BEGIN TEXT EXTRACT

As is common knowledge, despite its low population density in the 1940s, Palestine was not exactly an unpeopled land. Under the domain of the British Empire, the Palestinians, most of them Muslim Arabs, already had problems sharing with increasingly numerous groups of Jews from all over the world the scarce, exiguous resources of a place with highly limited productivity. The tone of this conflict grounded in the prevailing scarcity rose after World War II, especially due to the consequences of one of the most horrific episodes associated with war devastation: the Shoah or destruction of the Jewish people in Europe. After having taken such a beating, the Jewish people only had a more zealous desire to tread on that supposed Promised Land. The symbolic charge rose exponentially as the mythical place also effectively became the host to thousands of survivors of the anti-Semitic genocide policy conducted by Nazism. Despite the fact that quantitatively the most significant number of immigrants were Jews from the Near East and North Africa, the arrival of boats overflowing with Jews recently released from the extermination camps and the ghettos scattered around Eastern Europe had – because of the emotional effect prompted by the genocide perpetrated by the Nazis – a foundational meaning. Indeed, in 1948 the state of Israel was born. However, the edification of this new political, administrative and also military entity did not materialise fluidly and peacefully in an unpeopled land, as the more doctrinaire Zionist propaganda heralded it, rather the entire process became yet another story of violence.

END TEXT EXTRACT
BEGIN EXCERPTED RECORDS

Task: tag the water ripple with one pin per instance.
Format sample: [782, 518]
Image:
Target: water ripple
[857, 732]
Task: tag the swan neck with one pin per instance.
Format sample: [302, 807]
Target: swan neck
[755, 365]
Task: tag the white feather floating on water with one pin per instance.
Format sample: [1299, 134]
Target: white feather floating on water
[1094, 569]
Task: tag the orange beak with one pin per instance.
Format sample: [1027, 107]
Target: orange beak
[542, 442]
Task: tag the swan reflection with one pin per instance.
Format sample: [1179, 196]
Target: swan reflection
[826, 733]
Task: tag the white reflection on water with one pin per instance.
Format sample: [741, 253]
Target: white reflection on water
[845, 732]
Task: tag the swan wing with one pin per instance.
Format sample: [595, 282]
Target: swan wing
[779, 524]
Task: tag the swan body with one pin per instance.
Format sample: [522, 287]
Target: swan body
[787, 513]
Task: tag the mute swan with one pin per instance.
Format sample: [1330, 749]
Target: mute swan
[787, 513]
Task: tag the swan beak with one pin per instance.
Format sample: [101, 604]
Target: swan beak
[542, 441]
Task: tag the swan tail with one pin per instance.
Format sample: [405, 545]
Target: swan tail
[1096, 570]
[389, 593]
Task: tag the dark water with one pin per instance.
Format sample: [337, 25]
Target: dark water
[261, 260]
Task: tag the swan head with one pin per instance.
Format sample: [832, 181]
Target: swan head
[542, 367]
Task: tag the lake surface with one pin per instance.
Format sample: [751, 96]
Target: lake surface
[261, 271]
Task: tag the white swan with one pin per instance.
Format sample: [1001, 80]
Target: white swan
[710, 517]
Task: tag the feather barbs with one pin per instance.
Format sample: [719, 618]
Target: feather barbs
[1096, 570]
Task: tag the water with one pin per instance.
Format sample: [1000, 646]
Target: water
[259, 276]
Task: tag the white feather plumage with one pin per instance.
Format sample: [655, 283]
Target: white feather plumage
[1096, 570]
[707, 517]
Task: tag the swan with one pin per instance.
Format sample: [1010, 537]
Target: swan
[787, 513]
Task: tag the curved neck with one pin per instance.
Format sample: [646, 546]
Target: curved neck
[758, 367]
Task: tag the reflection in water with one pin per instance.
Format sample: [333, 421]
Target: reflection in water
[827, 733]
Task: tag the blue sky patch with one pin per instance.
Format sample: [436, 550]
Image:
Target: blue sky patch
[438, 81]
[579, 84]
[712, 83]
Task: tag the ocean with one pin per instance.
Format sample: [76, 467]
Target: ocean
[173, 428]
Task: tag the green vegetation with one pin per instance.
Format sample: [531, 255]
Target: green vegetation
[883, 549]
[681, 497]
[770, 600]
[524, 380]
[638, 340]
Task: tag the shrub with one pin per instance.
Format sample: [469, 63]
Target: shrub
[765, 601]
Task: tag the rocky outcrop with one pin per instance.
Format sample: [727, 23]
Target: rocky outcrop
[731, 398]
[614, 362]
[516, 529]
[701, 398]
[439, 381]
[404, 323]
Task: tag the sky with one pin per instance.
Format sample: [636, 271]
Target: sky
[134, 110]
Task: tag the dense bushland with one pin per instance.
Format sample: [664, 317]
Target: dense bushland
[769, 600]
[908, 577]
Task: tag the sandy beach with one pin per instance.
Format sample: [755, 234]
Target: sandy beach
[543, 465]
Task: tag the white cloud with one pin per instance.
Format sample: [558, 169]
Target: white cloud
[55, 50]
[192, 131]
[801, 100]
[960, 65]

END EXCERPTED RECORDS

• _WHAT IS BEING ASKED_: Continue the passage above about Palestine in the 1940s and the founding of Israel, starting right after its last sentence.

• _FINAL ANSWER_:
Still, the victorious international community consented and even actively contributed to this, especially the United States, when it attached the existence of Israel to its geopolitical interests. Ultimately – and some scholars of the Palestinian plight like Norman G. Finkelstein make well-founded mentions of this – both in the period between the wars and during and after World War II, the use of methods such forcibly displacing people to resolve ethnic conflicts was habitual, and not exactly the subject of condemnation. Despite that apparent, consented normality, what happened was unquestionably a terrible chapter of pain, uprooting and exile that affected a considerable proportion of the local Palestinian population. It was the year of the Nabka (misfortune or catastrophe) as the Palestinians justifiably call it. And in the end, not even all the suffering of the Jews in Europe has managed to offset the trauma caused by the founding of the state of Israel. Some revisionist Israeli historians such as Ilan Pappé have dismantled the founding myth and turned it upside down using solid arguments. The new studies link the newly-found Israeli nationality – apart from the mythological re-creation of a lost past that is present in all the processes of nation-building – to dishonourable episodes of violations of fundamental human rights, and even abominable ones like ethnic cleansing.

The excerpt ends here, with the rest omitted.